- _WHAT YOU NEED TO DO_
a. In the comment thread, what law of headlines did the title bring to mind for one commenter?
b. Carry on the comment thread about evidence-based policies from its final sentence.

- _SELECTED PASSAGE_
- Opening Delimiter -
I suspect the reason this article has been downvoted more than a few times is because it sounds like FUD. To fix this, focus on what the right way to do things is, rather than focusing on concern about "thing X". It's not that concern is a wrong feeling to have, it's just that it's impossible to communicate it honestly in this way, because of the prevalence of FUD tactics.
I didn't downvote, but the title did trigger Betteridge's law of headlines for me. That alone might have been enough to inspire a downvote, if I'd been in a less forgiving mood.
http://www.iea.org.uk/in-the-media/press-release/%E2%80%98evidence-based%E2%80%99-policies-are-damaging-uk-policymaking
Those in favour of evidenced based policies have tended to be dismissive, arguing that this is just a case of lack of evidence, rather than a problem with evidence-based policies per se.
- Closing Delimiter -
- _PROVIDED DATA_
- Opening Delimiter -
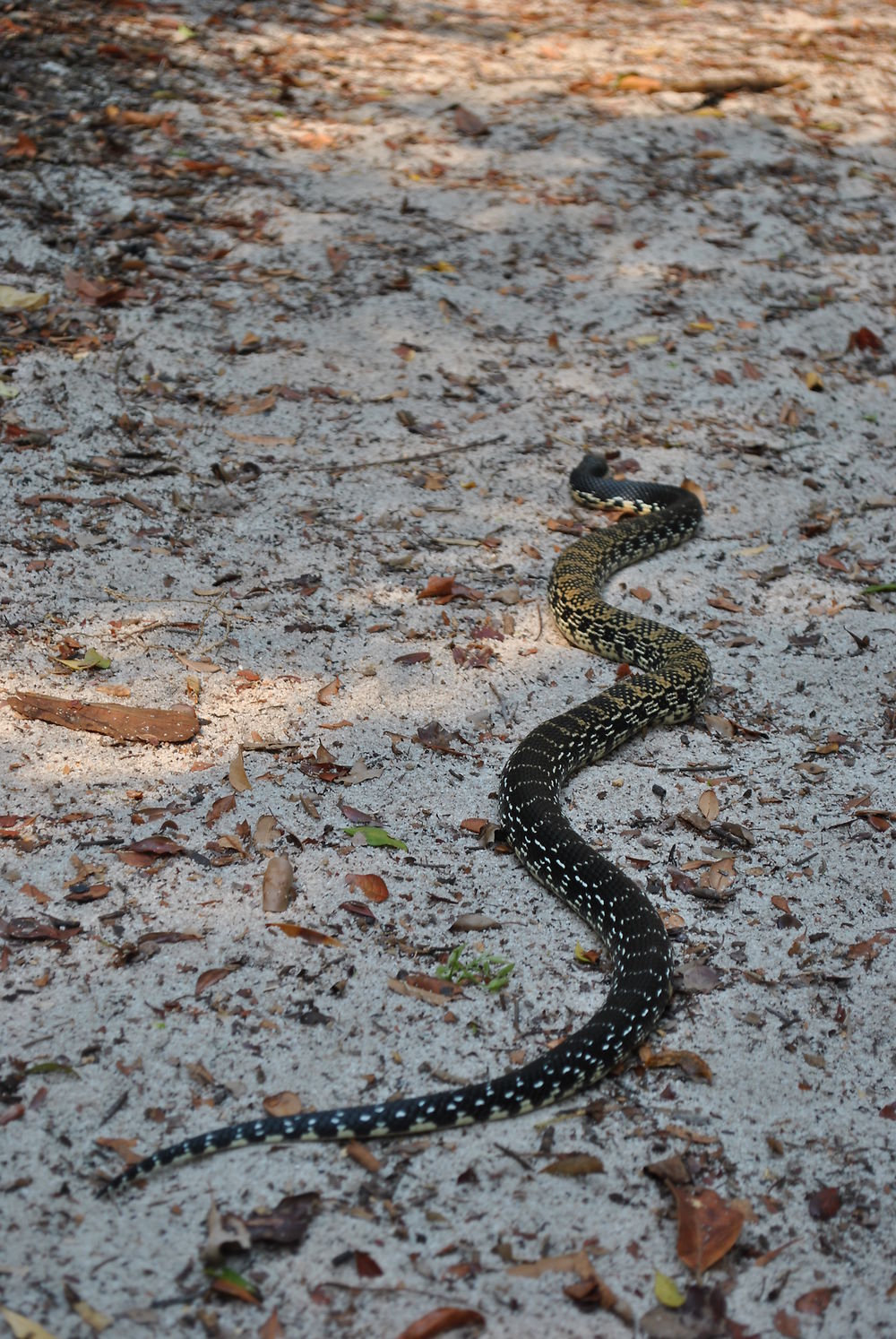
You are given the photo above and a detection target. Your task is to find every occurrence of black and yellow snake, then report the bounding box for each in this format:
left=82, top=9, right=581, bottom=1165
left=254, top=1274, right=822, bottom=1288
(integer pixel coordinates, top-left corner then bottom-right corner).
- Closing Delimiter -
- _SOLVED TASKS_
a. Betteridge's law of headlines.

b.
https://twitter.com/bengoldacre/status/370159847985381376
I'm not fully convinced though. I've started reading Taking the medicine: a short history of medicine's beautiful idea and our difficulty swallowing it by Druin Burch, and this has plenty of examples of people saying something like "Of course, up till now medicine has been totally wrong, but I've got a new way of doing it right" - and then going on to make the same old mistakes. Maybe evidence based practice is the same, just a way of convincing ourselves that we've got it right this time.
As I see it, the trouble with evidence based practice is that what counts as evidence based today doesn't meet tomorrows higher standards. This means
At the root of this is the insistence that evidence must meet some 'gold standard'. This seems to be too much the frequentist viewpoint, but in the end we have to be Bayesians, taking all evidence into account.